A couple of years ago I took a very low-budget trip to Ireland and had the adventure of a lifetime! It was about as low-budget as possible, thanks to my old friend Lauren who invited me to stay with her while she was working as an intern at Dublin City College for a few months – she was even able to help me get a cheaper flight because her dad works with United Airlines!
The other things that made it such a low-budget trip were 1) we walked nearly everywhere, and 2) almost always shopped in grocery stores for our meals. It's amazing how much of Dublin can be seen on foot! I had not expected it to be so manageable, but I was able to walk from the Grand Canal all the way up to the Dublin Writer's Museum in one afternoon, which are on opposite sides of the city.
It worked out for me to take the trip in November. One might – quite correctly – guess that it is rather a cold time of year to visit this damp, chilly country. But even in November, Ireland has its own particular charms.
It was windy, rainy, damp and cold, and without warm clothes I would have been rather miserable, but those same elements are all a part of the Ireland experience, and make every cup of tea and coffee that much more enjoyable!
I will never fly standby again, if I can avoid it – at least by myself. It involves too much waiting around and wondering if your name will be called or if you'll have to wait until the next day for the next flight. This would be much more tolerable if there were friends waiting with you. So I would recommend to have travel companions if you choose to fly standby.
That being said, I did make it on my designated flight, and got to sit next to two very kind older gentlemen. It was an overnight flight, so after the few hours of sleep I was able to snatch we arrived in Dublin. I got a lovely sunrise view of Ireland's west coast!
|Watching the sun rise over Ireland.|
Definitely a perk of overnight flights.
It was early afternoon by the time I got out of the airport and hopped on a bus going into the city to meet Lauren. I only brought my new 20x16 rolling suitcase and a small backpack because I like to travel very light, and this came in handy when Lauren and I walked back to her apartment from the bus stop.
Being that I hadn't had lunch yet, we went straight back out again. It felt like we walked all over Dublin! But really it was mostly shopping on Grafton street... And Lauren surprised me by taking me to a play in the top of Bewley's Oriental Cafe! It was part of my graduation present from her. It was a one-man show about mid-twentieth century Dublin, and it included a delicious discounted lunch of soup with bread.

_Data rows:_
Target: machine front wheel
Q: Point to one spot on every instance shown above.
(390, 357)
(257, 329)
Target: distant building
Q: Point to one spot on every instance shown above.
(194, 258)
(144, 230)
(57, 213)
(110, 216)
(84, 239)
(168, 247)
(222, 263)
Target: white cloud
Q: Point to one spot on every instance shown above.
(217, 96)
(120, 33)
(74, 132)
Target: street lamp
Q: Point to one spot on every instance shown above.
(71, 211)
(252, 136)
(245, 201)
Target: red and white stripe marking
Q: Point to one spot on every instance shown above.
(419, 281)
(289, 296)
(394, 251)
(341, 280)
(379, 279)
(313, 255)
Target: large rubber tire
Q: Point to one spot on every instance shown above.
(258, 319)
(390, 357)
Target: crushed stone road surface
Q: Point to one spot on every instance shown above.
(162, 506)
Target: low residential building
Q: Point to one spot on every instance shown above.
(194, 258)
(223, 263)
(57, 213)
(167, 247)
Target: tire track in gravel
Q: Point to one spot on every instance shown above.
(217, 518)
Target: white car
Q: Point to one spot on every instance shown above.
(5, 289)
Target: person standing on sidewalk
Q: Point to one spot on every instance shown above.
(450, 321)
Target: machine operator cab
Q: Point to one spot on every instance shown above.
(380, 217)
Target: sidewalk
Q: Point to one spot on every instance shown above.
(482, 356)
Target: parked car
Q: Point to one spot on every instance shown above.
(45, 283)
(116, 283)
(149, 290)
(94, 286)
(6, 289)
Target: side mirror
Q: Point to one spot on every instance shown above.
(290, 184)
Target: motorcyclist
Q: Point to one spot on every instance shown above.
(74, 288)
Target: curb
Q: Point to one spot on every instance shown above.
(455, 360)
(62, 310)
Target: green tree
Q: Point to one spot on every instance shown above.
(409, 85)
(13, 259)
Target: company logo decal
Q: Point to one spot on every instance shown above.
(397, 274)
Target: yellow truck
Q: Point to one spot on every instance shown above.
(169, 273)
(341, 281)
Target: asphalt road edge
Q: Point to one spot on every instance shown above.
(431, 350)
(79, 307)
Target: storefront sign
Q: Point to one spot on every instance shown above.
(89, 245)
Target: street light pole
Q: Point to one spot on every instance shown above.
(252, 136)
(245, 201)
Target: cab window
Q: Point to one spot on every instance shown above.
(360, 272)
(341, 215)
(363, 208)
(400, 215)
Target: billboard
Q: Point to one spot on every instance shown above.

_Requirements:_
• 1. Revise the Ireland trip account starting at "The other things" and ending at "of the city.", putting "supermarkets" in place of "grocery stores".
• 2. Pick up the Ireland trip account after its final sentence and keep writing it.

_Answers provided:_
• 1.
The other things that made it such a low-budget trip were 1) we walked nearly everywhere, and 2) almost always shopped in supermarkets for our meals. It's amazing how much of Dublin can be seen on foot! I had not expected it to be so manageable, but I was able to walk from the Grand Canal all the way up to the Dublin Writer's Museum in one afternoon, which are on opposite sides of the city.

• 2.
|The picturesque Victorian Bewley's Cafe!|
|Lauren spoiling me. :)|
We went down to the next floor to have some dessert: an enormous berry scone with coffee and tea. There was something quite Victorian about Bewley's, with all of the dark polished wood and potted palm plants. It has been around since 1840, so that's probably why.
|The atmospheric interior of Bewley's. Including the counter where you can buy tea and scones to bring home!|
|Everywhere we went in Ireland I saw enormous scones!|
I'd say these are proper scones.
Then we went to the Little Museum of Dublin, and had a very entertaining guide who told us some stories about Dublin's history. Admission is 8 Euros for most visitors, 6 Euros for students. The museum was filled with mementos from Dublin, lots of them from before and during the Easter Rising in 1916 and Irish Independence in 1921, then going all the way up to U2 memorabilia.
|The elegant Georgian facade of the Little Museum of Dublin in the daylight.|
|That delightful green door at night.|
The Museum is right across from St Stephen's Green, so we took a walk through the park there and found the bridge! To me this bridge is famous for appearing in Leap Year with Amy Adams and Matthew Goode... ;) But it is certainly beautiful in its own right! During the Museum tour we were told that during the 1916 Rising, members of the ICA (Irish Citizen Army) dug trenches in the Green. The park was so beautiful, that it was hard to imagine such a traumatic struggle taking place there.
Then we went on to do a little more shopping in Grafton Street. It's almost impossible not to be drawn to this spot because you go out of the arched gate in the corner of the Green straight onto Grafton Street. It's a pedestrian only area, and it's always filled with people, which gives it quite a festive vibe at nearly any time of day! There are several chain clothing stores, a Marks & Spencer clothing and grocery store, restaurants, and Bewley's Oriental Cafe and Butler's Hot Chocolate. Definitely irresistible to this traveler.
|I loved Grafton Street! It's a bit tourist-y, but not in a commercial way. It's just popular.|
Then we had dinner at the International Cafe that Lauren's church puts on for students. That was great fun! Everyone was friendly and easy to talk to. Many if them are foreign students practicing their English, but there were these two Irish guys who were absolutely hilarious!! The proverbial Irish "gift of gab" is totally an accurate stereotype. There is definitely a higher percentage of witty Irish people than in any other group of people I've encountered.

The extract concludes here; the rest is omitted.